◆ Assignment: Report only how many lines below include "tree".

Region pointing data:
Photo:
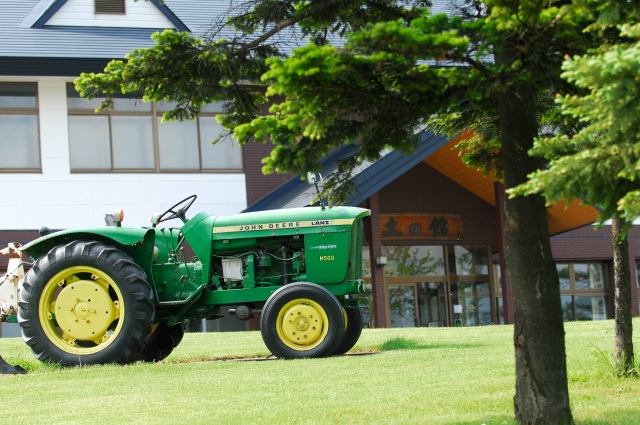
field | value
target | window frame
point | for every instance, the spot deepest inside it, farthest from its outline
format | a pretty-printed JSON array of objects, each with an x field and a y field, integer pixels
[
  {"x": 109, "y": 7},
  {"x": 21, "y": 111}
]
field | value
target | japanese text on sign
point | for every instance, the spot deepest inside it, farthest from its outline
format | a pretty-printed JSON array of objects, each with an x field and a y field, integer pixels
[{"x": 424, "y": 226}]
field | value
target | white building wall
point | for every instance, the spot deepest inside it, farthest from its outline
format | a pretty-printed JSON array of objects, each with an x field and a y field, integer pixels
[{"x": 58, "y": 199}]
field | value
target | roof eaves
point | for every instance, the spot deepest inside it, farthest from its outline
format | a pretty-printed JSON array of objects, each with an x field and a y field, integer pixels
[
  {"x": 392, "y": 166},
  {"x": 180, "y": 26},
  {"x": 57, "y": 4},
  {"x": 369, "y": 179},
  {"x": 48, "y": 13}
]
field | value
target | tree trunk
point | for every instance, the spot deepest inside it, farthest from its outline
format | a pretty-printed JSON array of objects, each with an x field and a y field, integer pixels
[
  {"x": 622, "y": 297},
  {"x": 542, "y": 394}
]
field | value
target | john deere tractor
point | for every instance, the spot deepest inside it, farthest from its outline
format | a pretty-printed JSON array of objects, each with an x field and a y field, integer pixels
[{"x": 114, "y": 294}]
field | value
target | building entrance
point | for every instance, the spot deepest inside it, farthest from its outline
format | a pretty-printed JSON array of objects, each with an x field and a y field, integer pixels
[{"x": 437, "y": 304}]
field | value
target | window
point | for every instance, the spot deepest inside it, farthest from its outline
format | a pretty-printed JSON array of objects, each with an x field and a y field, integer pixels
[
  {"x": 583, "y": 291},
  {"x": 19, "y": 144},
  {"x": 111, "y": 7},
  {"x": 468, "y": 260},
  {"x": 414, "y": 260},
  {"x": 132, "y": 137}
]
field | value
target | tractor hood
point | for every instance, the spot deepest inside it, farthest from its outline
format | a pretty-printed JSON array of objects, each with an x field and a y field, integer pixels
[{"x": 294, "y": 218}]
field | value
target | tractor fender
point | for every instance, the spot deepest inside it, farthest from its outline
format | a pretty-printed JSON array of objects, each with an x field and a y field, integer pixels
[{"x": 139, "y": 243}]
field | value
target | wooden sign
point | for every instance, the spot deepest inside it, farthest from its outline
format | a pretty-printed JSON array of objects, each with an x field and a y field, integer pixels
[{"x": 421, "y": 226}]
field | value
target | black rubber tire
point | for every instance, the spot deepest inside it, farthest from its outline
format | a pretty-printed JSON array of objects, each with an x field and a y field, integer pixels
[
  {"x": 319, "y": 325},
  {"x": 79, "y": 268},
  {"x": 161, "y": 342},
  {"x": 352, "y": 332}
]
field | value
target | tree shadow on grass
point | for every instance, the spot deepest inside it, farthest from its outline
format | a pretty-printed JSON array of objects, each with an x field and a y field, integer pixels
[{"x": 400, "y": 343}]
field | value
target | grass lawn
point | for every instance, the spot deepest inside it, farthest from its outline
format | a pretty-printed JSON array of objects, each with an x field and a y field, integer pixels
[{"x": 416, "y": 376}]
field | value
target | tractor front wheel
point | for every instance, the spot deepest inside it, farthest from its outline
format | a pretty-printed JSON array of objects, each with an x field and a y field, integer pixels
[
  {"x": 86, "y": 302},
  {"x": 302, "y": 320}
]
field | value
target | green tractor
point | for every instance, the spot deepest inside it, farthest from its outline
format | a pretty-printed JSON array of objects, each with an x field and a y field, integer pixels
[{"x": 119, "y": 295}]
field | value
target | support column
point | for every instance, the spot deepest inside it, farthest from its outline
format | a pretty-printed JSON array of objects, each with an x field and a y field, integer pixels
[
  {"x": 379, "y": 312},
  {"x": 508, "y": 302}
]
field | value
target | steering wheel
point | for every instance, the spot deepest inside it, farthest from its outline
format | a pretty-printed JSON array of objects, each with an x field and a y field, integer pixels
[{"x": 175, "y": 212}]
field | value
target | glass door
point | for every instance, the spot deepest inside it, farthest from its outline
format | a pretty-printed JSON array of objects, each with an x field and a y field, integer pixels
[{"x": 403, "y": 306}]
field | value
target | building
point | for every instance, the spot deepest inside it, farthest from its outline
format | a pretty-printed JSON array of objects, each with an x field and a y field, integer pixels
[
  {"x": 435, "y": 250},
  {"x": 435, "y": 223},
  {"x": 62, "y": 165}
]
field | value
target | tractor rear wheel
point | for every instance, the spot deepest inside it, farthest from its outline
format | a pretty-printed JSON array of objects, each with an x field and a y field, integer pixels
[
  {"x": 162, "y": 341},
  {"x": 86, "y": 302},
  {"x": 352, "y": 331},
  {"x": 302, "y": 320}
]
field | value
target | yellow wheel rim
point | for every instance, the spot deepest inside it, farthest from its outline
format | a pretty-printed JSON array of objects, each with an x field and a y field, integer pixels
[
  {"x": 302, "y": 324},
  {"x": 81, "y": 310}
]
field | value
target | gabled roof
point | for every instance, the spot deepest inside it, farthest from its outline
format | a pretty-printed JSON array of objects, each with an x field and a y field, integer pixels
[
  {"x": 437, "y": 152},
  {"x": 369, "y": 177},
  {"x": 49, "y": 9},
  {"x": 25, "y": 33}
]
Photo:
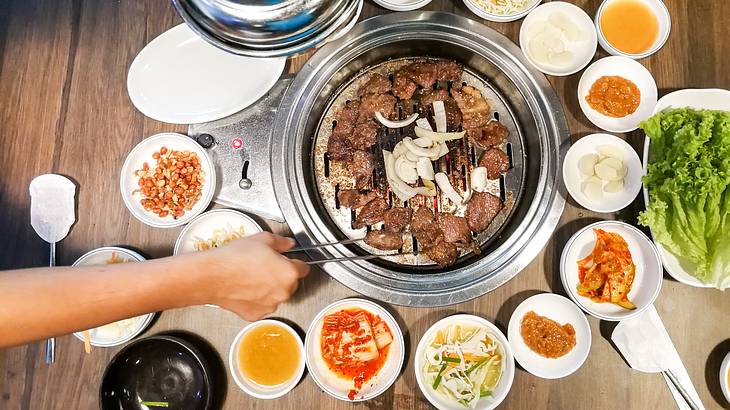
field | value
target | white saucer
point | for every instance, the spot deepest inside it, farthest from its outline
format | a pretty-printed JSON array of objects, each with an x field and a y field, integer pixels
[
  {"x": 630, "y": 70},
  {"x": 647, "y": 278},
  {"x": 202, "y": 226},
  {"x": 563, "y": 311},
  {"x": 611, "y": 202},
  {"x": 181, "y": 79},
  {"x": 143, "y": 153}
]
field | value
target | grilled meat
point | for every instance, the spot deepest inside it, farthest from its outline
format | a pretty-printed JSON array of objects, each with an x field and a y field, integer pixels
[
  {"x": 397, "y": 219},
  {"x": 364, "y": 135},
  {"x": 495, "y": 161},
  {"x": 355, "y": 198},
  {"x": 443, "y": 253},
  {"x": 384, "y": 240},
  {"x": 403, "y": 87},
  {"x": 372, "y": 212},
  {"x": 377, "y": 84},
  {"x": 490, "y": 135},
  {"x": 363, "y": 163},
  {"x": 339, "y": 147},
  {"x": 474, "y": 108},
  {"x": 369, "y": 104},
  {"x": 481, "y": 210}
]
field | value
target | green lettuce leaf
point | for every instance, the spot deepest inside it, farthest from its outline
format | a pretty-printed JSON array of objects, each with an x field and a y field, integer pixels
[{"x": 688, "y": 177}]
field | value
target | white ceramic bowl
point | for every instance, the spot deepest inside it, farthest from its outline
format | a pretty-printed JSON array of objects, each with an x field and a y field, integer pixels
[
  {"x": 402, "y": 5},
  {"x": 99, "y": 336},
  {"x": 701, "y": 99},
  {"x": 630, "y": 70},
  {"x": 724, "y": 375},
  {"x": 202, "y": 227},
  {"x": 647, "y": 279},
  {"x": 143, "y": 153},
  {"x": 665, "y": 25},
  {"x": 251, "y": 388},
  {"x": 338, "y": 387},
  {"x": 611, "y": 202},
  {"x": 583, "y": 50},
  {"x": 563, "y": 311},
  {"x": 500, "y": 18},
  {"x": 485, "y": 403}
]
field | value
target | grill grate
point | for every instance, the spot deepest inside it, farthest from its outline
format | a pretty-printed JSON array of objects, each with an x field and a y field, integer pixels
[{"x": 331, "y": 177}]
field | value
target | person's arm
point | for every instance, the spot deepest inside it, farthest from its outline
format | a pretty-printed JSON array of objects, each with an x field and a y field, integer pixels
[{"x": 248, "y": 276}]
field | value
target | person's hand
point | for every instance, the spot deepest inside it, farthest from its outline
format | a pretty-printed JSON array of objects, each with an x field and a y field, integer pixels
[{"x": 251, "y": 276}]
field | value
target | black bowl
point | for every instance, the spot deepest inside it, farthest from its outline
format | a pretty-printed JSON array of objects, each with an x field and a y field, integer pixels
[{"x": 160, "y": 368}]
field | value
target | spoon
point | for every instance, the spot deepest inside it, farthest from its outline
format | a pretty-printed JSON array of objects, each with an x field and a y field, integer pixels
[{"x": 52, "y": 199}]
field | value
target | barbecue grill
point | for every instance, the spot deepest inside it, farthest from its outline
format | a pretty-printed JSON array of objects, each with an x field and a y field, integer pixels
[{"x": 305, "y": 183}]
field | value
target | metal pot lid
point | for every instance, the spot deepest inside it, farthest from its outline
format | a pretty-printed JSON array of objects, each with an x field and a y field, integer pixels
[{"x": 484, "y": 53}]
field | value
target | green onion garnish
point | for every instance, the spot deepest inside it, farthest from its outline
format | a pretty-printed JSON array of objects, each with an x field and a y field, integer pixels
[{"x": 438, "y": 376}]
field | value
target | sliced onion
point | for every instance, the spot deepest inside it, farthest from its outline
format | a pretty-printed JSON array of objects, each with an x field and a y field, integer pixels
[
  {"x": 425, "y": 169},
  {"x": 439, "y": 137},
  {"x": 443, "y": 181},
  {"x": 396, "y": 124}
]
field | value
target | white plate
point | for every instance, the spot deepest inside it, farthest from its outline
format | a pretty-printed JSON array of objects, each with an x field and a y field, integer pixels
[
  {"x": 330, "y": 382},
  {"x": 563, "y": 311},
  {"x": 485, "y": 403},
  {"x": 647, "y": 279},
  {"x": 500, "y": 18},
  {"x": 202, "y": 227},
  {"x": 252, "y": 388},
  {"x": 98, "y": 336},
  {"x": 611, "y": 202},
  {"x": 704, "y": 99},
  {"x": 143, "y": 153},
  {"x": 630, "y": 70},
  {"x": 181, "y": 79},
  {"x": 402, "y": 5},
  {"x": 583, "y": 51}
]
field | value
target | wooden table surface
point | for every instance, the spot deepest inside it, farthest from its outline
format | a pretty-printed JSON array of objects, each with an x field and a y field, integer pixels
[{"x": 64, "y": 108}]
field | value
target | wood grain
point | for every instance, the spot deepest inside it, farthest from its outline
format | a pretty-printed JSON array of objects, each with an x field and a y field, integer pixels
[{"x": 64, "y": 109}]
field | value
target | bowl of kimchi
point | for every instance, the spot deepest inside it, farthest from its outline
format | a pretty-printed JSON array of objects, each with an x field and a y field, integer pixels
[
  {"x": 611, "y": 270},
  {"x": 354, "y": 349}
]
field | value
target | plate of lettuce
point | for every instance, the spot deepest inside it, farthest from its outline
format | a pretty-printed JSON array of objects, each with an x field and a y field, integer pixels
[{"x": 687, "y": 185}]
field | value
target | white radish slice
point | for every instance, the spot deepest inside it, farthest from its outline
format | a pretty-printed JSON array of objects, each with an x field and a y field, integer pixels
[
  {"x": 443, "y": 182},
  {"x": 425, "y": 169},
  {"x": 439, "y": 115},
  {"x": 586, "y": 164},
  {"x": 610, "y": 151},
  {"x": 614, "y": 186},
  {"x": 605, "y": 171},
  {"x": 592, "y": 189},
  {"x": 478, "y": 179}
]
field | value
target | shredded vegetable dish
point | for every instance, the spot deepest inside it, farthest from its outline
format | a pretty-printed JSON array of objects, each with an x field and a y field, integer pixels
[
  {"x": 355, "y": 345},
  {"x": 221, "y": 237},
  {"x": 464, "y": 363},
  {"x": 607, "y": 274}
]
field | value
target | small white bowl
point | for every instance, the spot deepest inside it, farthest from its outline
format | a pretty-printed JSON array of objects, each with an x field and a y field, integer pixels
[
  {"x": 583, "y": 50},
  {"x": 724, "y": 375},
  {"x": 402, "y": 5},
  {"x": 202, "y": 226},
  {"x": 630, "y": 70},
  {"x": 338, "y": 387},
  {"x": 663, "y": 19},
  {"x": 253, "y": 389},
  {"x": 647, "y": 278},
  {"x": 485, "y": 403},
  {"x": 100, "y": 338},
  {"x": 500, "y": 18},
  {"x": 563, "y": 311},
  {"x": 143, "y": 153},
  {"x": 611, "y": 202}
]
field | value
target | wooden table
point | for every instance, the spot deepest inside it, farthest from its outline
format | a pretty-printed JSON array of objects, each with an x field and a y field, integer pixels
[{"x": 64, "y": 108}]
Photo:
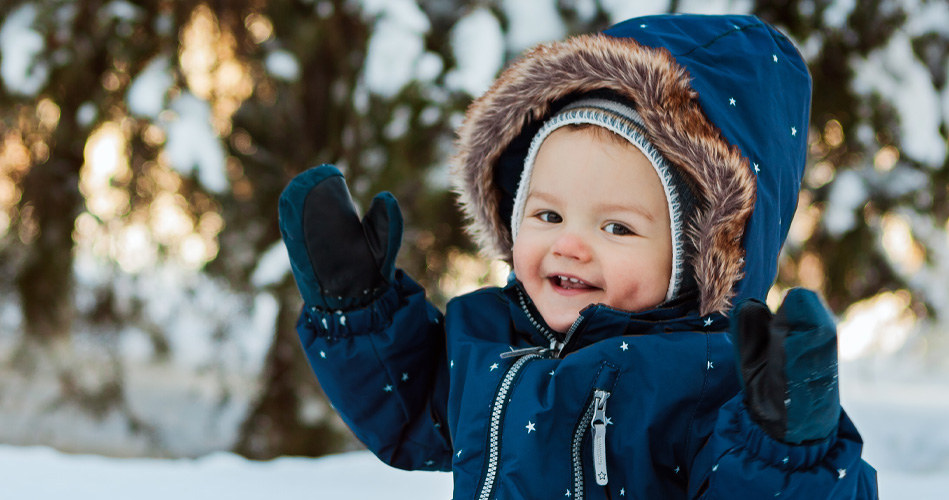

◆ Finished exercise: 2